─── Excerpted data
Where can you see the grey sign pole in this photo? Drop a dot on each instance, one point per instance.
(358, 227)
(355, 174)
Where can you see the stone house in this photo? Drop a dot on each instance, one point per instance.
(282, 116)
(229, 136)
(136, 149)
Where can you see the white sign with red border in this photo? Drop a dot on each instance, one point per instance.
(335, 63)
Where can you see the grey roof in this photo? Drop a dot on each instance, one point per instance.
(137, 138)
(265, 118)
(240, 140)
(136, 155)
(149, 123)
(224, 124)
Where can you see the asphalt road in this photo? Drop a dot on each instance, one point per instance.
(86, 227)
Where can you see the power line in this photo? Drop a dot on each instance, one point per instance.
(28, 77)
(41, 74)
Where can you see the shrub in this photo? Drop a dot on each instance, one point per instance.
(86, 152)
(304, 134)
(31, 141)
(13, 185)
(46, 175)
──────
### Your objective
Using the records above, please repeat the line with "Where can you see the power" and every line after it exactly, and give no other text.

### Task result
Where can you see the power line in this photo? Drop a dot on each instance, one point per instance.
(28, 77)
(41, 74)
Where can you see the shrub in this photo? Drop a dot on each instance, one point per instance.
(86, 152)
(304, 134)
(31, 141)
(13, 185)
(46, 175)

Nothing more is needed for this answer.